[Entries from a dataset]

════

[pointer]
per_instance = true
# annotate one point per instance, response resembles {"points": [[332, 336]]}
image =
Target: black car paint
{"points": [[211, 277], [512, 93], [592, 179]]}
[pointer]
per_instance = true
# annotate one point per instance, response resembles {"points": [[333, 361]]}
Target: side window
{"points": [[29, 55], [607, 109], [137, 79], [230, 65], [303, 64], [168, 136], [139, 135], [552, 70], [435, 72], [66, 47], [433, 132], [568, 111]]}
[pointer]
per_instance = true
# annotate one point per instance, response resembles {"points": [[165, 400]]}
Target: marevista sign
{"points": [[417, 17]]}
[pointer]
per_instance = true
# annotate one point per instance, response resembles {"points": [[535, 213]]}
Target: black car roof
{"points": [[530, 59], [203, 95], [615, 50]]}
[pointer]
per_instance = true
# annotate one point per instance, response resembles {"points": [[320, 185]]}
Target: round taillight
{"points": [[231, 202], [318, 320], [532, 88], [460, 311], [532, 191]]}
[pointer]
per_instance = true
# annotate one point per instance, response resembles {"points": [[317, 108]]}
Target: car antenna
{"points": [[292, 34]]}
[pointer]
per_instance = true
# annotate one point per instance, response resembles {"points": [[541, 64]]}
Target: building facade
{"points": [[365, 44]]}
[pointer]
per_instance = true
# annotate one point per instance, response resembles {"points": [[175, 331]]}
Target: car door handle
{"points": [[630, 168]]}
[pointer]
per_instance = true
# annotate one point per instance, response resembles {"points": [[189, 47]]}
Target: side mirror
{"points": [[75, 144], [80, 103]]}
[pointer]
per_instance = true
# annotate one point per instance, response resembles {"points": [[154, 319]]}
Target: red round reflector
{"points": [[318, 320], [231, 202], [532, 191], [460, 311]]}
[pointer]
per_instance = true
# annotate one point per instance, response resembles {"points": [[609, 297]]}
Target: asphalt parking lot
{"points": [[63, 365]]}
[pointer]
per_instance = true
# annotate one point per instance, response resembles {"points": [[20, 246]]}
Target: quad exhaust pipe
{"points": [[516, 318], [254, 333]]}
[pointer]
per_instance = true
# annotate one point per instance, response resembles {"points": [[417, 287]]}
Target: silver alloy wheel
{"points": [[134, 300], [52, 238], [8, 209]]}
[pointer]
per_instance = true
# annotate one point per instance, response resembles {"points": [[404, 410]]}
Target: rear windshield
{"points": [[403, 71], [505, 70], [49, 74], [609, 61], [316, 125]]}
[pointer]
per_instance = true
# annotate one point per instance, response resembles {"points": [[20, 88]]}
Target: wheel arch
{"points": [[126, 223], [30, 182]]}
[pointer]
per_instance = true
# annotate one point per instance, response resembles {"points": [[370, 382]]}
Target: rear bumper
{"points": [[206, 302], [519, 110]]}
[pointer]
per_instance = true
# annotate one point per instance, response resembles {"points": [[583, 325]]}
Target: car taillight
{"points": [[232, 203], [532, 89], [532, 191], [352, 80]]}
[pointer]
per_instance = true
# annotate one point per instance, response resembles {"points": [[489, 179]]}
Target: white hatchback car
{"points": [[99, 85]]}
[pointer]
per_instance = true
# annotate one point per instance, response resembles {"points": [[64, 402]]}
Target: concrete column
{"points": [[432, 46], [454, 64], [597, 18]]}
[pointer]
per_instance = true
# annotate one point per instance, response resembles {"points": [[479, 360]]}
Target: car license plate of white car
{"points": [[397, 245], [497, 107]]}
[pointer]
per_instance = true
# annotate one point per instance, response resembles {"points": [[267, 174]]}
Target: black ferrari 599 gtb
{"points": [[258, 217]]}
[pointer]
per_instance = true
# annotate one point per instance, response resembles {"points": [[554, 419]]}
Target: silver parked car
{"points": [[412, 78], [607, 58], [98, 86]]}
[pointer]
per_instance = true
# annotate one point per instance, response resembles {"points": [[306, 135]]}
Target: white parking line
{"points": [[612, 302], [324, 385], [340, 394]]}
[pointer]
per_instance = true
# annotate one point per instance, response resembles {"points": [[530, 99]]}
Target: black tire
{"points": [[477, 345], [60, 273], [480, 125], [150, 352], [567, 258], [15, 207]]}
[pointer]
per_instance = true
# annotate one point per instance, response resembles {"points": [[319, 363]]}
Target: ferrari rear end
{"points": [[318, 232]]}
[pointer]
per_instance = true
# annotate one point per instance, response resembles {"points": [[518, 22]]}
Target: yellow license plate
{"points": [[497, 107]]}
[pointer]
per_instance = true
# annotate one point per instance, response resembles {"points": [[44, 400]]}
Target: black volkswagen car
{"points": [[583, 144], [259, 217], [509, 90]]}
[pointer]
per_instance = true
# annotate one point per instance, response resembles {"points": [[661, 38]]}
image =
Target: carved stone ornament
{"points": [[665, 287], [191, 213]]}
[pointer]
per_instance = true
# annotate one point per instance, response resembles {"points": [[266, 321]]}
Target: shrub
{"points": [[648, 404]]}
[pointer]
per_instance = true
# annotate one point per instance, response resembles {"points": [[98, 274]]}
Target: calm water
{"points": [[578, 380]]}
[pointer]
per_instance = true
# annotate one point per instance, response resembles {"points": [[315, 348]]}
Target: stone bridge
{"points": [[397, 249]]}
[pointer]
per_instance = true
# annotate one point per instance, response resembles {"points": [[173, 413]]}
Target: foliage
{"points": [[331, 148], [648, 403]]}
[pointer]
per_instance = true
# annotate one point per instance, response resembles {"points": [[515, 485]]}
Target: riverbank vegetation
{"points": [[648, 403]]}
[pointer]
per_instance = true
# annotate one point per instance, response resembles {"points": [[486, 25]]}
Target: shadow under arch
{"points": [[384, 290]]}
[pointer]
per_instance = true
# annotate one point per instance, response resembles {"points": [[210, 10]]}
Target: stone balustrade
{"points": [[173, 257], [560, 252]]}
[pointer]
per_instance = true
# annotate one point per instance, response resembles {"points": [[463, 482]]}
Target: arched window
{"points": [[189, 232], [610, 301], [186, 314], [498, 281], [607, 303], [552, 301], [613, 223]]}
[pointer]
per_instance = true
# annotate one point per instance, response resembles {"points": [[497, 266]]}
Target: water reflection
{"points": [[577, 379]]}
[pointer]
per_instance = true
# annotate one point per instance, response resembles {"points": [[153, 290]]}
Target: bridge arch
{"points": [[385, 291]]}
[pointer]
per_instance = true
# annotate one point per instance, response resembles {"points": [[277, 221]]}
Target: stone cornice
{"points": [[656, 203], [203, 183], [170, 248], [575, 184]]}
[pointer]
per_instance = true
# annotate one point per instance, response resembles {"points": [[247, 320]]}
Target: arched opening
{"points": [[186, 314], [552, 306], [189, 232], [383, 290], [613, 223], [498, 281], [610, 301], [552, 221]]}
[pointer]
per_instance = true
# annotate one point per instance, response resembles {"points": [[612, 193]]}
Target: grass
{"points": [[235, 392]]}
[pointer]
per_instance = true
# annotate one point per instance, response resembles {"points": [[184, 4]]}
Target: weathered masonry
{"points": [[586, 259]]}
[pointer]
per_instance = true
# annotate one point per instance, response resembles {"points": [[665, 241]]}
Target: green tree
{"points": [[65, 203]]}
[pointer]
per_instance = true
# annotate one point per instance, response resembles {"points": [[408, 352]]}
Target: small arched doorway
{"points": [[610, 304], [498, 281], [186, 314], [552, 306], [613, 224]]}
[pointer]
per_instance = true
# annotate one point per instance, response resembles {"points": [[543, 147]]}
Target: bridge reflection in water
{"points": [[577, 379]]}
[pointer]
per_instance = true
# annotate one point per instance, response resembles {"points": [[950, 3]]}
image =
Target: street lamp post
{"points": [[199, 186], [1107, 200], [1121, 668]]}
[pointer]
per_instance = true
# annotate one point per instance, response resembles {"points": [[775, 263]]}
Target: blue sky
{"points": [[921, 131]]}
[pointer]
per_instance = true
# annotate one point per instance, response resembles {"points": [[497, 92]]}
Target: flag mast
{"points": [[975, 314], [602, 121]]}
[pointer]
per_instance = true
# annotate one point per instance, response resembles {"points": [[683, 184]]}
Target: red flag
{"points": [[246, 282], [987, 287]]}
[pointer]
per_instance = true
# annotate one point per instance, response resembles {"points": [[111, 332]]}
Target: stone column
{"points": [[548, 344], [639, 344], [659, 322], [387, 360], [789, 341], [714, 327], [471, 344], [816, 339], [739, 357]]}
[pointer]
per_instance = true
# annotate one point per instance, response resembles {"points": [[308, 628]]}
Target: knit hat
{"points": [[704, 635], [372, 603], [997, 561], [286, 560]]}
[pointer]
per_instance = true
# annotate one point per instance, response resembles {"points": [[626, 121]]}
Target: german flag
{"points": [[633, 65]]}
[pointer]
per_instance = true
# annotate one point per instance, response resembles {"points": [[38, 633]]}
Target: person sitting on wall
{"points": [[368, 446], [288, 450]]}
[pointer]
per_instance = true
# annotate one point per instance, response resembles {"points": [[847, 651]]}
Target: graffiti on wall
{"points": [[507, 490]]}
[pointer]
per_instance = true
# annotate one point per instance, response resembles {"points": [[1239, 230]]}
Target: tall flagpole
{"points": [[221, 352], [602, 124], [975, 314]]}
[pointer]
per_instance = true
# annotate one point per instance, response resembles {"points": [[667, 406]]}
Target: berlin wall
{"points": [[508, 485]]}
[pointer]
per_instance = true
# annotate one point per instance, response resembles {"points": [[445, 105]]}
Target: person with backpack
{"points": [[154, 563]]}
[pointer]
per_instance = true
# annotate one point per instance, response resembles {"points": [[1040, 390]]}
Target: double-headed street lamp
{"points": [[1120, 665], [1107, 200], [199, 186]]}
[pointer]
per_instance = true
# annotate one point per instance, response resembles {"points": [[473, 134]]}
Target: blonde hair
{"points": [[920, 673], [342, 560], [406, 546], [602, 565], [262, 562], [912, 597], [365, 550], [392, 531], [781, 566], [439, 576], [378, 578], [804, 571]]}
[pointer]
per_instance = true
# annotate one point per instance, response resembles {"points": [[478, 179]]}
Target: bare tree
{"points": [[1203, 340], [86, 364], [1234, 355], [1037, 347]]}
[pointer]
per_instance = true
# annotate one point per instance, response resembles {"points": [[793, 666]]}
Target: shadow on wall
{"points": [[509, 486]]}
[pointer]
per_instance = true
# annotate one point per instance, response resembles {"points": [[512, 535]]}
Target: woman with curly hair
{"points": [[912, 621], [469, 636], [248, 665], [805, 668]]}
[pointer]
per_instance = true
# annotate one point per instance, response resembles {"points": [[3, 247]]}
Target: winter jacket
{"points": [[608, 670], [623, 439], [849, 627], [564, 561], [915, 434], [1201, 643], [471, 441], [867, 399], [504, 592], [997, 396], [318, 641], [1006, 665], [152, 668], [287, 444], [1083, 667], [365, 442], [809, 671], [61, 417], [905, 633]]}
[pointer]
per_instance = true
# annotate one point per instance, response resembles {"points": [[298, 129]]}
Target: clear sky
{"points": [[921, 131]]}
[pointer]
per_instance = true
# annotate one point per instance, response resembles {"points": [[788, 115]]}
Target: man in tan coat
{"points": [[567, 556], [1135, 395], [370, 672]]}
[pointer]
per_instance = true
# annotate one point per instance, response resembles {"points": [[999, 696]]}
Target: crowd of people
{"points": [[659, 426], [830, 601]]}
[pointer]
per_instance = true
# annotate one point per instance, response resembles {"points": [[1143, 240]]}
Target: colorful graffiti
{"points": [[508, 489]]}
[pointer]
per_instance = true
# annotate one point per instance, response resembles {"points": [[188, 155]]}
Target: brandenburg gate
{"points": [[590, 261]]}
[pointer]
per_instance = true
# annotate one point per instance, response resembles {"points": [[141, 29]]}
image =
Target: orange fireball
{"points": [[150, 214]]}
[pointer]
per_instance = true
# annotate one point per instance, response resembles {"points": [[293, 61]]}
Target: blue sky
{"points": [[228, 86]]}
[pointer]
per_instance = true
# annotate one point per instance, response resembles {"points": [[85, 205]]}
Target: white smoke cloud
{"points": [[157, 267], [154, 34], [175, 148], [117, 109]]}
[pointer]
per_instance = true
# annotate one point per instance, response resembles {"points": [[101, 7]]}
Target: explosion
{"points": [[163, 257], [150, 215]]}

════

How many lines of the data above contain the word "parking"? Give only the number.

WRITTEN RESPONSE:
2